Your objective → Could you reproduce, exactly as written, every line from the one containing "knee can be found." through the last line of the records, and nothing else?

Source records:
........
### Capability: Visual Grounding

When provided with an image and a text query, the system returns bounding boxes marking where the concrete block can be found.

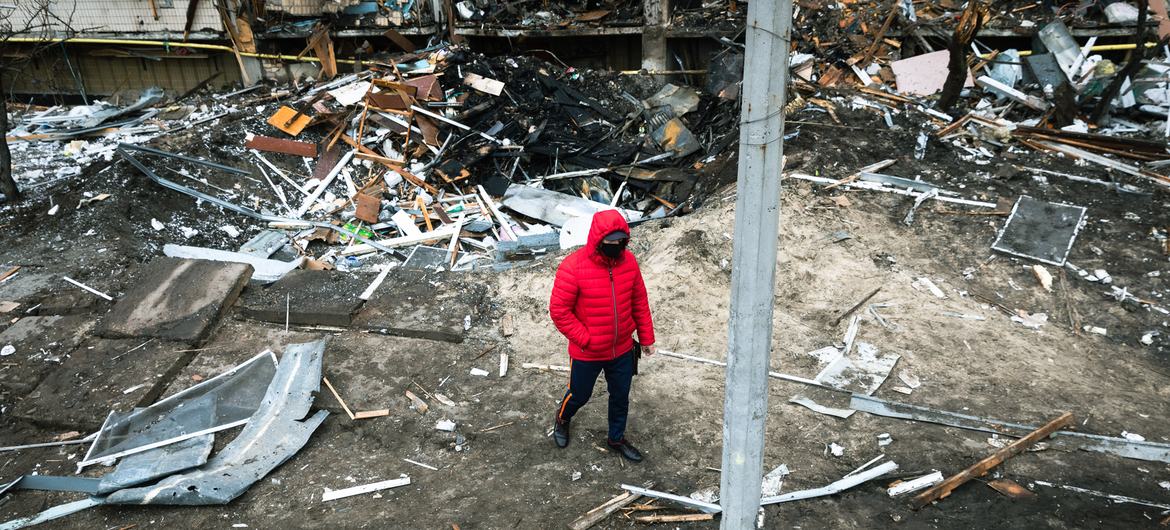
[0,315,95,396]
[354,271,483,343]
[96,258,253,345]
[238,270,369,327]
[14,338,194,431]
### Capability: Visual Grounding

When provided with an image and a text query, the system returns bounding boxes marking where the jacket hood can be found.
[586,209,631,252]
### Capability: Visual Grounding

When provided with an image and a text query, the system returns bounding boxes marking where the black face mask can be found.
[599,239,628,259]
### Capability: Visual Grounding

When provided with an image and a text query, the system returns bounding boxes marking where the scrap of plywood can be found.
[890,50,974,96]
[266,106,313,136]
[463,73,505,96]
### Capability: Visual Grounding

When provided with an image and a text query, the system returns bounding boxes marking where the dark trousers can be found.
[556,348,635,442]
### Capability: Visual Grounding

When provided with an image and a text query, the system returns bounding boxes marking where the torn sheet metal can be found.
[80,350,278,469]
[105,340,329,505]
[117,144,407,261]
[97,434,214,494]
[3,475,101,495]
[620,484,722,514]
[850,394,1170,464]
[991,195,1086,266]
[163,244,304,283]
[501,185,643,228]
[239,230,290,258]
[643,83,701,117]
[814,342,900,395]
[0,498,103,530]
[762,461,899,505]
[789,396,856,419]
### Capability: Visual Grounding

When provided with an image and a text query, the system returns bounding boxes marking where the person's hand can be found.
[641,344,657,357]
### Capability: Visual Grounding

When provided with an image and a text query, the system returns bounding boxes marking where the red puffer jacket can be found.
[549,209,655,362]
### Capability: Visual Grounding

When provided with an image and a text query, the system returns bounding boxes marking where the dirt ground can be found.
[2,88,1170,528]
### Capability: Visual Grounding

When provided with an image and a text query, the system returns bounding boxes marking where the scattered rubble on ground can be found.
[3,1,1170,528]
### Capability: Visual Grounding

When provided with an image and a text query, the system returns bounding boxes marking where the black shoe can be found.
[553,419,570,448]
[607,438,643,462]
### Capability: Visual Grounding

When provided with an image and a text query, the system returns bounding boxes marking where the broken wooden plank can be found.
[245,135,318,158]
[621,485,721,514]
[322,476,410,501]
[383,28,416,52]
[823,159,896,190]
[322,376,357,420]
[340,225,460,256]
[405,390,428,414]
[831,286,882,327]
[521,363,570,372]
[500,314,515,337]
[568,489,646,530]
[633,513,715,523]
[352,409,390,419]
[911,412,1074,509]
[0,266,20,283]
[322,376,387,420]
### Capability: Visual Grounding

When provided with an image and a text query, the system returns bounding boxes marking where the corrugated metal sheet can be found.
[4,45,241,96]
[7,0,222,34]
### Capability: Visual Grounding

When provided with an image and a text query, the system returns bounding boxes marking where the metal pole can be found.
[719,0,792,527]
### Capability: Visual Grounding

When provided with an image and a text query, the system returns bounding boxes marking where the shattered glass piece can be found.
[991,195,1087,266]
[81,350,278,468]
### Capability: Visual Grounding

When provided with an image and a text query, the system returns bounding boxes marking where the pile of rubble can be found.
[7,43,737,277]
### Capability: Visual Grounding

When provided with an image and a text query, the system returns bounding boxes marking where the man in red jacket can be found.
[549,209,656,462]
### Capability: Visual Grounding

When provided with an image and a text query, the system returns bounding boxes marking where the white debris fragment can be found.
[47,204,59,216]
[463,315,471,330]
[887,471,944,497]
[761,464,790,497]
[913,277,947,299]
[179,226,199,238]
[469,367,489,377]
[898,371,921,389]
[689,486,719,504]
[1011,311,1048,329]
[151,218,165,231]
[877,433,893,447]
[571,471,582,481]
[220,225,241,238]
[1121,431,1146,442]
[827,443,845,457]
[121,383,147,395]
[0,345,14,357]
[1159,481,1169,490]
[435,419,456,432]
[1082,325,1108,336]
[891,387,913,395]
[1141,332,1157,345]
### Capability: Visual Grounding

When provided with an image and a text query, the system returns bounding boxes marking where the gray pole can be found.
[719,0,792,527]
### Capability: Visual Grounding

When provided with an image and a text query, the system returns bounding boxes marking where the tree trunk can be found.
[0,76,19,203]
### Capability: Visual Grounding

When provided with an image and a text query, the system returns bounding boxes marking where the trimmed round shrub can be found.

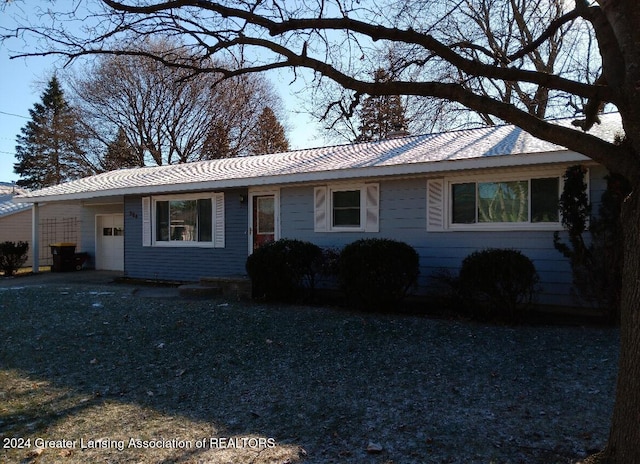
[338,238,419,310]
[458,248,539,321]
[246,239,322,301]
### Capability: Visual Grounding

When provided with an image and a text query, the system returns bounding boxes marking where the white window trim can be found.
[442,168,581,232]
[328,184,367,231]
[149,192,224,248]
[317,182,379,233]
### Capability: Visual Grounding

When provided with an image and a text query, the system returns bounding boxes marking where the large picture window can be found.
[156,199,212,242]
[450,176,560,227]
[144,193,224,247]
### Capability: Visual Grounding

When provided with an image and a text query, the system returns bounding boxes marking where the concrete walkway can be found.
[0,270,181,298]
[0,269,124,287]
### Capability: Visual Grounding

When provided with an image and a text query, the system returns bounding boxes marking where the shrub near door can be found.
[245,239,323,301]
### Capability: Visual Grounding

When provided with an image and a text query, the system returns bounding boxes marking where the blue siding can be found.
[280,173,608,307]
[120,165,609,307]
[124,189,248,281]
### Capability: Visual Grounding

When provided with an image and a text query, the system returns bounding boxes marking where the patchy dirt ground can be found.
[0,272,619,463]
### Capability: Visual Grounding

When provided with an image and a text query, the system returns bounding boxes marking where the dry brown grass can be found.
[0,277,618,463]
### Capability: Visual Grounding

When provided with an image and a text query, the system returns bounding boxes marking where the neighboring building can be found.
[14,114,620,305]
[1,182,82,268]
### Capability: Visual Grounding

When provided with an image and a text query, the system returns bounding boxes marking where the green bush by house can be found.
[338,238,419,311]
[0,241,29,276]
[246,239,323,301]
[458,248,539,321]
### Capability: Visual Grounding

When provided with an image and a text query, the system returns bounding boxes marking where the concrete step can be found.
[178,283,223,299]
[198,276,251,299]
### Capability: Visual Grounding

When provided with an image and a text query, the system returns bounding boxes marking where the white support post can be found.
[31,202,40,273]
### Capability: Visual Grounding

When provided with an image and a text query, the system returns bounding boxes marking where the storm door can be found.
[251,194,276,251]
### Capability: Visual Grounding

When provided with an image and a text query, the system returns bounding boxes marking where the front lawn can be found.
[0,280,618,463]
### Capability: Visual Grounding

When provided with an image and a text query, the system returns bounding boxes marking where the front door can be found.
[96,214,124,271]
[252,194,276,251]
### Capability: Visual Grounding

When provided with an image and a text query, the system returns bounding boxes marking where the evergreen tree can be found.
[201,121,234,159]
[14,76,89,189]
[249,107,289,155]
[356,69,407,142]
[101,128,140,171]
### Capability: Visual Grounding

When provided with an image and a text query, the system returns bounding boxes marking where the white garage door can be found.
[96,214,124,271]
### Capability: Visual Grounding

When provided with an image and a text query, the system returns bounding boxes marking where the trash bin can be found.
[50,242,77,272]
[73,252,89,271]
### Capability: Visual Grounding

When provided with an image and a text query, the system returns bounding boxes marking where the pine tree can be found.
[201,121,234,159]
[356,69,407,142]
[249,107,289,155]
[101,128,140,171]
[14,76,89,189]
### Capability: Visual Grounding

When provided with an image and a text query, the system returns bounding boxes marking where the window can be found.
[142,193,224,247]
[448,175,561,228]
[332,189,361,228]
[156,199,212,242]
[478,180,529,223]
[256,196,275,234]
[314,183,379,232]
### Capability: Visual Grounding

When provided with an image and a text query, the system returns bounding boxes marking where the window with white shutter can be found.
[142,197,151,246]
[364,183,380,232]
[213,192,225,248]
[426,179,444,231]
[315,183,380,232]
[146,192,226,247]
[437,167,568,231]
[314,186,328,232]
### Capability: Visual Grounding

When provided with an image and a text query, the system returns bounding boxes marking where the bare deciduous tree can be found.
[69,38,283,166]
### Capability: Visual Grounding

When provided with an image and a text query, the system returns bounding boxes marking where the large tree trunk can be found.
[589,185,640,464]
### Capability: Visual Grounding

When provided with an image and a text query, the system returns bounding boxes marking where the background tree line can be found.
[14,39,289,189]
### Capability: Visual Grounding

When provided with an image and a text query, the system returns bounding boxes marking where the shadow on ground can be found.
[0,271,620,463]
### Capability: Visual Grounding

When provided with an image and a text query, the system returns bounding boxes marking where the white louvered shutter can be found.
[314,186,328,232]
[142,197,151,246]
[364,183,380,232]
[213,192,225,248]
[427,179,445,231]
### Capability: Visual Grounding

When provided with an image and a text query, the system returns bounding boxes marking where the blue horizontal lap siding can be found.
[279,177,578,306]
[124,190,249,282]
[121,164,607,305]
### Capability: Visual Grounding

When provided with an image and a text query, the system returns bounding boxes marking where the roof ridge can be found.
[99,112,621,175]
[14,112,621,202]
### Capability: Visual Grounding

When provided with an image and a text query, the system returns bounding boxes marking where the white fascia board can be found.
[14,150,591,203]
[239,150,592,185]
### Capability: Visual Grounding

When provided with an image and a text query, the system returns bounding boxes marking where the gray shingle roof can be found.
[0,196,31,218]
[0,183,30,217]
[15,113,621,202]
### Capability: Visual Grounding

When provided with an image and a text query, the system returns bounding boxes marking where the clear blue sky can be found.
[0,43,56,183]
[0,4,320,185]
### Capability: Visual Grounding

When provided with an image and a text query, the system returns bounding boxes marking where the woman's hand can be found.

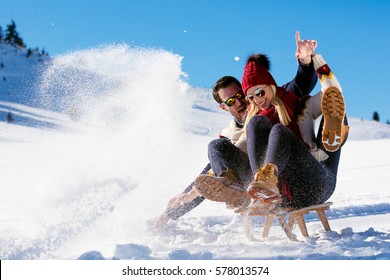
[295,31,317,64]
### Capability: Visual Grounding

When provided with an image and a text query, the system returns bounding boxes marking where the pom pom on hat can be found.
[242,53,277,95]
[247,53,271,71]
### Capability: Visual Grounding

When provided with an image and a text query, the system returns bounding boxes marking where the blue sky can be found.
[1,0,390,122]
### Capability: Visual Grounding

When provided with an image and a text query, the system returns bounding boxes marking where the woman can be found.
[239,51,349,211]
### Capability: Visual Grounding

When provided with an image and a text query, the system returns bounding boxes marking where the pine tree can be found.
[40,47,47,56]
[26,48,33,58]
[373,111,380,122]
[5,20,26,48]
[6,112,14,123]
[1,20,49,58]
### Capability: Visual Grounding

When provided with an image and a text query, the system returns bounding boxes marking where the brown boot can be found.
[247,163,280,200]
[194,169,250,208]
[321,86,349,152]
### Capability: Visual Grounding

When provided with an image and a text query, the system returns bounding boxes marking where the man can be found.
[150,31,317,228]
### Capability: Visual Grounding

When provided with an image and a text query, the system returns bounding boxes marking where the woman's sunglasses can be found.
[221,90,244,107]
[247,87,266,100]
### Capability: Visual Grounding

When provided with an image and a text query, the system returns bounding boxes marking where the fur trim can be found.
[246,53,271,71]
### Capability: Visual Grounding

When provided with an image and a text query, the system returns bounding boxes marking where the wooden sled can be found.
[241,202,333,241]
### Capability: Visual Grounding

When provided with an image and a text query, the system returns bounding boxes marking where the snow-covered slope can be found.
[0,42,50,126]
[0,43,389,260]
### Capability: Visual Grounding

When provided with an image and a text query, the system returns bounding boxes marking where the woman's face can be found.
[246,85,273,110]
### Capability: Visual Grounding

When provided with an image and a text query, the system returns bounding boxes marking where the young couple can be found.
[150,31,349,228]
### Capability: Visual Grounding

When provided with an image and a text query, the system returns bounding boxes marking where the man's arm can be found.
[149,163,209,229]
[164,163,210,220]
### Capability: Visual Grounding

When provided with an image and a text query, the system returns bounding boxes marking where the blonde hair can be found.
[243,85,291,134]
[270,85,291,126]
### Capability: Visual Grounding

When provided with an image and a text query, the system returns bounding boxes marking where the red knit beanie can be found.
[241,61,277,95]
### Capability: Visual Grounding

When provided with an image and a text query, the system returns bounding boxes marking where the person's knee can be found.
[271,123,284,133]
[248,115,270,127]
[208,138,230,153]
[247,115,272,136]
[269,123,291,141]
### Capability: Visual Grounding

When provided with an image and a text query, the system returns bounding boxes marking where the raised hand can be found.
[295,31,317,64]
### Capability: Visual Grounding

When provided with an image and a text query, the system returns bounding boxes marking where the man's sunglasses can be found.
[221,90,244,107]
[247,87,266,100]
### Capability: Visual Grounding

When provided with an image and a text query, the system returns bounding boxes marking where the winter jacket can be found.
[221,60,317,151]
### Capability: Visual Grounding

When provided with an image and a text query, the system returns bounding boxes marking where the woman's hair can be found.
[243,85,291,133]
[270,85,292,126]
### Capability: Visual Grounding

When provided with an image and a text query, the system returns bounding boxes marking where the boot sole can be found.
[194,175,249,208]
[321,86,346,152]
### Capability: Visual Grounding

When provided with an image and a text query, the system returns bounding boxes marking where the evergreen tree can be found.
[40,47,47,56]
[373,111,380,122]
[26,48,33,58]
[6,112,14,123]
[1,20,49,58]
[5,20,25,48]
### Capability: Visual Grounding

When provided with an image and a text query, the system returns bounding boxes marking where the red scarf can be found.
........
Exercise result →
When provided with an image and a text query, the system returns bounding boxes marking where the person's knee can be found.
[271,123,284,133]
[248,115,270,127]
[208,138,230,153]
[247,115,272,136]
[269,123,291,141]
### Capability: Visual Grounding

When provided with an image and a text query, the system returns bounding boxes marking where the raised hand can be found.
[295,31,317,64]
### Capability: Visual Grounding

When provided with an image and a text query, the system returns bounding boxes marking where the man's sunglasses can be found.
[221,90,244,107]
[247,87,266,100]
### Capability: Visual Grounding

When provided with an image and a text query, the system returns bounding boxes marking where the winter jacket can be found.
[221,60,317,151]
### Capability: Visual Grounding

When provided with an image and a text query, the system returns bounding boxes marking where the woman's hair can be found.
[243,85,291,133]
[270,85,292,126]
### Capability: Visual Grounding

When provided with an image and a text query, the system returns bounding boxes marking where the boot sole can be found.
[194,175,249,208]
[321,86,346,152]
### Capability: Visual Grounding

When provided with an image and a text query, the system returns bounding boxes marking where the evergreen tree can be found.
[40,47,47,56]
[373,111,380,122]
[26,48,33,58]
[6,112,14,123]
[1,20,49,58]
[5,20,25,48]
### Capability: Visual Grounding

When provided with an image and a text query, the system returns bounding boxes marking where the red scarf can be found.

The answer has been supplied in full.